**INSTRUCTIONS FOR THE TASK**: The data must be reproduced verbatim; images are to be omitted.

**DATA PROVIDED**:
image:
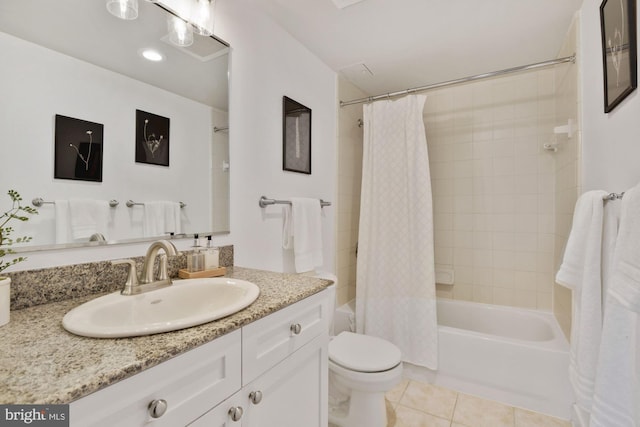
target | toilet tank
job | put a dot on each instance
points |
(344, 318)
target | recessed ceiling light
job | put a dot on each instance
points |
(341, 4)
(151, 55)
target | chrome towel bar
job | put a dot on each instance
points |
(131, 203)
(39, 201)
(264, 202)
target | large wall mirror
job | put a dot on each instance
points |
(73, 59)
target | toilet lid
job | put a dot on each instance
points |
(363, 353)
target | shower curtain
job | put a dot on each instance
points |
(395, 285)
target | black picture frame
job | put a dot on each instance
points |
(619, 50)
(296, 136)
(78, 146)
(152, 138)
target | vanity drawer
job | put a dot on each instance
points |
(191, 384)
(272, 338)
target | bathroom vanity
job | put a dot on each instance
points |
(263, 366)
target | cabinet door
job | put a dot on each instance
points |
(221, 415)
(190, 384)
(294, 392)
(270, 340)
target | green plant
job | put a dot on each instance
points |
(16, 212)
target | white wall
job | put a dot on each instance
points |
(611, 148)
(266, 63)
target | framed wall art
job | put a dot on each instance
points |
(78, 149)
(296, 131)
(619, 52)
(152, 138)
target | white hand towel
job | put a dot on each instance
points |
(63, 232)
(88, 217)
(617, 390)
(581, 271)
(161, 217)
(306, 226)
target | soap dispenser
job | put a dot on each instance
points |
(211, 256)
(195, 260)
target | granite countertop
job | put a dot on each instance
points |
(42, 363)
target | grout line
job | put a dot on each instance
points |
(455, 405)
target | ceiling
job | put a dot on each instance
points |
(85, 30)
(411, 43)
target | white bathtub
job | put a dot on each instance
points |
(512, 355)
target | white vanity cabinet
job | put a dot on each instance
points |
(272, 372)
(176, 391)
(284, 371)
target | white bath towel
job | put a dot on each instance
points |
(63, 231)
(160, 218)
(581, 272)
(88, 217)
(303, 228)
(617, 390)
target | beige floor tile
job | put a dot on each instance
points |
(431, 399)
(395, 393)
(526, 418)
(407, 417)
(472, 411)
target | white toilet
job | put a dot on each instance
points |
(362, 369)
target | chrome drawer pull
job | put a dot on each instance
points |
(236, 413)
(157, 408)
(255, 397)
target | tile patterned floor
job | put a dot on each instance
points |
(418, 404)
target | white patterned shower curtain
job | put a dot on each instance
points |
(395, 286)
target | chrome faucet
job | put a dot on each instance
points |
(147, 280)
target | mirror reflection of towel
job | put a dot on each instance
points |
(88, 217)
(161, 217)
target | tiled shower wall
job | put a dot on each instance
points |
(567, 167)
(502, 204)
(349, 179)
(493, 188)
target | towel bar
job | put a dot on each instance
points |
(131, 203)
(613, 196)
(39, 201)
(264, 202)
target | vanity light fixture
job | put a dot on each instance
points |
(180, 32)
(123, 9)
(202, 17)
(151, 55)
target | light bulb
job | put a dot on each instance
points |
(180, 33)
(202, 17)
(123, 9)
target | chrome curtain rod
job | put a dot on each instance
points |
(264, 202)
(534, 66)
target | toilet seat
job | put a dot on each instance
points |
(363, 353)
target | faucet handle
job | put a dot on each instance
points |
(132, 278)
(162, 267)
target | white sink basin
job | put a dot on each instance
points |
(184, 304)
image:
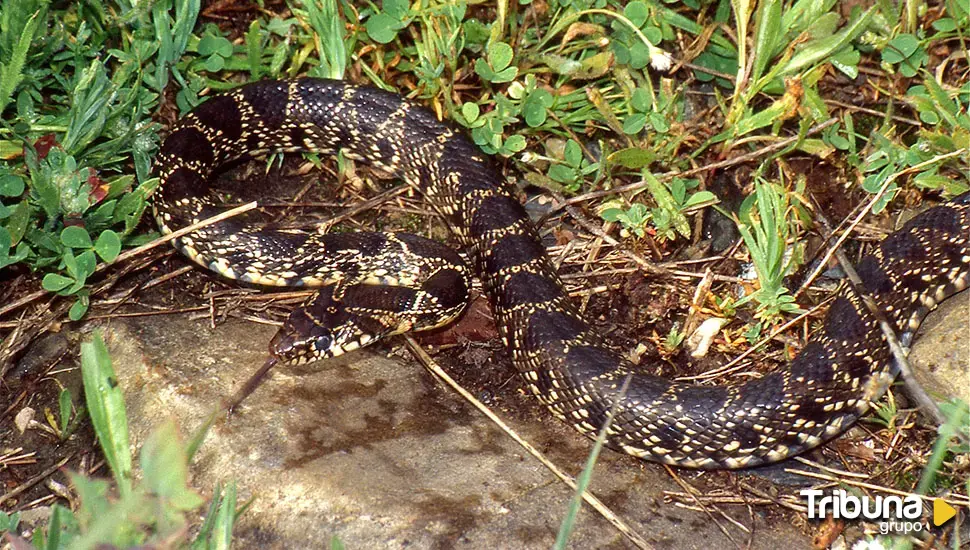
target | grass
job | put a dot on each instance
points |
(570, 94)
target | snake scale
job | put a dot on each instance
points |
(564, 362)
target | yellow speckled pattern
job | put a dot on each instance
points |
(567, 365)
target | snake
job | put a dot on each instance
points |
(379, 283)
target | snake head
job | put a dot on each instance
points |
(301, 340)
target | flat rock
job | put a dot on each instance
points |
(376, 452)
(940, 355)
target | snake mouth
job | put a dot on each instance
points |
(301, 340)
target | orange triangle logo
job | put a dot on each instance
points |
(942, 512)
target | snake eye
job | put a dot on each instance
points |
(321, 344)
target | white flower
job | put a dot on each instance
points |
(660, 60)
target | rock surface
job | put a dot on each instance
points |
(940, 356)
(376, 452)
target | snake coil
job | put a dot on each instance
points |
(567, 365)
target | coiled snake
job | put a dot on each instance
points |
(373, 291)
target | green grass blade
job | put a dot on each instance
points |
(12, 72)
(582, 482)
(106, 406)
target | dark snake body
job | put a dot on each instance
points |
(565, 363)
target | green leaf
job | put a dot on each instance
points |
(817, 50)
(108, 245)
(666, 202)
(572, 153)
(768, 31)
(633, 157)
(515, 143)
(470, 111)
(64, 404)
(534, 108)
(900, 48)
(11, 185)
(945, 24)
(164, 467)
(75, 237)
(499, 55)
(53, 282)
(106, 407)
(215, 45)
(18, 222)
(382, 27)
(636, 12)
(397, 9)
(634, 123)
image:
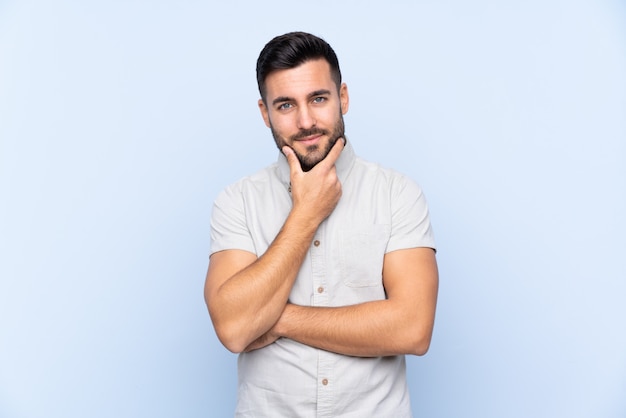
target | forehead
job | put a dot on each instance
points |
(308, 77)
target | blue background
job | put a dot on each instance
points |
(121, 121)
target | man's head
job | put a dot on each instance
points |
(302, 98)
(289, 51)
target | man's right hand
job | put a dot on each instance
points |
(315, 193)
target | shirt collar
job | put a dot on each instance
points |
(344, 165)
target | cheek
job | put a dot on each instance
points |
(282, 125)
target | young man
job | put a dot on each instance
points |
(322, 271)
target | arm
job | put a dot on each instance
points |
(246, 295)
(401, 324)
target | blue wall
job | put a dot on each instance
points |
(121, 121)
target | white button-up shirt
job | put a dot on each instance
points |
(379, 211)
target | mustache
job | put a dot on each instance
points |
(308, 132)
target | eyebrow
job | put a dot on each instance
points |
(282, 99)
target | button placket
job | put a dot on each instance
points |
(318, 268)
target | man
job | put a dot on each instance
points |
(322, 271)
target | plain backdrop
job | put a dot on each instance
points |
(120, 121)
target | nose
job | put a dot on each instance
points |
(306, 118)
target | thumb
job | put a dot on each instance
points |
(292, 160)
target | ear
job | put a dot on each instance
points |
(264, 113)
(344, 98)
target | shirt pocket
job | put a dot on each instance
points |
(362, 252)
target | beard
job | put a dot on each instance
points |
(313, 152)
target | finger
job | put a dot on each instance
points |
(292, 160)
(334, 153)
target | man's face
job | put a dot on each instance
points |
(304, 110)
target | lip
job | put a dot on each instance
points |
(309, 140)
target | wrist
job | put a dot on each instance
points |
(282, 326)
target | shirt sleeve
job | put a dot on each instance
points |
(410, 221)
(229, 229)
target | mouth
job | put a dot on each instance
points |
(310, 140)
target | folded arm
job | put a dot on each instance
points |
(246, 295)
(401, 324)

**WRITTEN REPLY**:
image:
target | toilet tank
job | put a dot on each instance
points |
(344, 318)
target | recessed ceiling light
job | put a dot on each instance
points |
(341, 4)
(151, 55)
target | chrome towel bar
job | put a dot on each instance
points |
(131, 203)
(39, 201)
(264, 202)
target | large wall mirror
job | put a dot on each instance
points |
(73, 59)
target | toilet lid
job | put a dot on each instance
points |
(363, 353)
target | shower curtain
job | put a dot on each instance
points |
(395, 285)
target | black picture frame
job | put a dot on each instance
points |
(619, 50)
(296, 136)
(78, 146)
(152, 138)
target | vanity drawer
job | put a dot on each instance
points |
(191, 384)
(272, 338)
target | bathroom vanity
job | put a dot on each instance
points |
(263, 366)
target | cabinet door
job | put a dot on each instance
points |
(221, 415)
(190, 384)
(294, 392)
(270, 340)
target | green plant
job | put a dot on each instance
points |
(16, 212)
target | white wall
job | put a dot on each instance
points |
(611, 148)
(266, 63)
target | framed wall art
job | put a dot on each instance
points |
(78, 149)
(296, 131)
(619, 52)
(152, 138)
target | white hand towel
job | put a dot on each instance
points |
(63, 232)
(88, 217)
(617, 390)
(581, 271)
(161, 217)
(306, 226)
target | soap dispenser
job | put a dot on each instance
points |
(211, 256)
(195, 260)
target | granite countertop
job | put a dot on each instance
points |
(42, 363)
target | grout line
job | put a dot on each instance
points |
(455, 405)
target | ceiling
job | put a dot on each instance
points |
(85, 30)
(411, 43)
target | white bathtub
job | put a dot on each instance
points |
(512, 355)
target | white vanity cabinet
job | put a dot on each instance
points |
(272, 372)
(176, 391)
(284, 371)
target | white bath towel
job | put a dot on each instance
points |
(63, 231)
(160, 218)
(581, 272)
(88, 217)
(303, 228)
(617, 390)
target | beige floor tile
job | put a dot on each instance
points |
(431, 399)
(395, 393)
(526, 418)
(407, 417)
(472, 411)
target | white toilet
job | put a dot on each instance
points |
(362, 369)
target | chrome drawer pull
job | put a dot on each instance
points |
(236, 413)
(157, 408)
(255, 397)
target | tile patterned floor
job | put a dot on each instance
points |
(418, 404)
target | white patterned shower curtain
job | put a dot on each instance
points |
(395, 286)
target | chrome faucet
job | put a dot on each instance
points |
(147, 280)
target | mirror reflection of towel
job | put a dot on each instance
points |
(88, 217)
(161, 217)
target | tiled shower wall
job | put a dot on each instance
points |
(567, 167)
(502, 204)
(349, 179)
(493, 188)
target | towel bar
job | put a dot on each instance
points |
(131, 203)
(613, 196)
(39, 201)
(264, 202)
target | vanity light fixture
job | put a dot on each instance
points |
(180, 32)
(123, 9)
(202, 17)
(151, 55)
target | light bulb
job | put a dot on each instance
points |
(180, 33)
(202, 17)
(123, 9)
target | chrome curtain rod
job | put a dot on each instance
points |
(264, 202)
(534, 66)
target | toilet seat
job | put a dot on each instance
points |
(363, 353)
target | faucet handle
job | put a dot on each instance
points |
(132, 278)
(162, 267)
target | white sink basin
job | put a dot on each instance
points |
(184, 304)
image:
target | grass
job | put a dot on each instance
points |
(570, 94)
target | snake scale
job | put a dot on each instance
points |
(564, 362)
target | yellow speckled pattern
job | put a dot on each instance
points |
(567, 365)
target | snake
job | put a dot on each instance
points |
(379, 283)
target | snake head
job | put a dot on each instance
points |
(301, 340)
target | flat rock
job | put a dot on each instance
points |
(376, 452)
(940, 355)
target | snake mouth
job | put a dot on each instance
points |
(301, 340)
target | orange triangle logo
job | put a dot on each instance
points |
(942, 512)
target | snake eye
job | put a dot on each instance
points |
(321, 344)
target | white flower
job | put a dot on each instance
points |
(660, 60)
target | rock surface
job | put a dot on each instance
points |
(940, 356)
(376, 452)
target | snake coil
job | put a dot on each instance
points |
(567, 365)
target | coiled snake
job | put a dot on each instance
points |
(373, 291)
target | green grass blade
job | put a dot on each instance
points |
(12, 72)
(582, 482)
(106, 406)
target | dark snake body
job | put a dot on each instance
points |
(565, 363)
target | green leaf
job | put a dot on each instance
points |
(817, 50)
(108, 245)
(666, 202)
(572, 153)
(768, 31)
(633, 157)
(515, 143)
(470, 111)
(64, 404)
(534, 108)
(900, 48)
(11, 185)
(945, 24)
(164, 467)
(75, 237)
(499, 55)
(53, 282)
(106, 407)
(215, 45)
(18, 222)
(382, 27)
(636, 12)
(397, 9)
(634, 123)
image:
target | forehead
job | put a dot on each instance
points |
(308, 77)
target | blue background
job | put a dot on each instance
points |
(121, 121)
target | man's head
job | put a dot on each instance
points |
(302, 98)
(289, 51)
target | man's right hand
job | put a dot on each instance
points |
(315, 193)
target | shirt collar
job | put a dot on each instance
points |
(344, 165)
target | cheek
job | put a dot on each instance
points |
(282, 125)
target | young man
job | put a dot on each instance
points |
(322, 271)
target | arm
job | put a dot on each instance
points |
(246, 295)
(401, 324)
target | blue wall
job | put a dot on each instance
points |
(121, 121)
target | white button-up shirt
job | put a dot on each instance
points |
(379, 211)
target | mustache
job | put a dot on each instance
points |
(308, 132)
target | eyebrow
job | put a dot on each instance
points |
(282, 99)
target | button placket
job | put a dot on each instance
points |
(318, 268)
target | man
job | put a dot on each instance
points |
(322, 271)
target | plain backdrop
job | put a dot on each instance
points |
(120, 121)
target | nose
job | put a dot on each instance
points |
(306, 118)
target | thumb
job | put a dot on each instance
points |
(292, 160)
target | ear
job | put a dot on each instance
points |
(264, 113)
(344, 98)
target | shirt pocket
job | put a dot on each instance
points |
(362, 252)
target | beard
job | put a dot on each instance
points |
(313, 152)
target | finger
job | put a dot on each instance
points |
(292, 160)
(334, 153)
target | man's face
job | put a dot on each instance
points |
(304, 110)
target | lip
job | put a dot on each instance
points |
(309, 140)
target | wrist
job | put a dot on each instance
points |
(282, 326)
target | shirt sleeve
job | put a dot on each instance
points |
(410, 221)
(229, 229)
target | mouth
job | put a dot on each instance
points |
(310, 140)
target | folded arm
job | put a dot on each instance
points |
(246, 295)
(401, 324)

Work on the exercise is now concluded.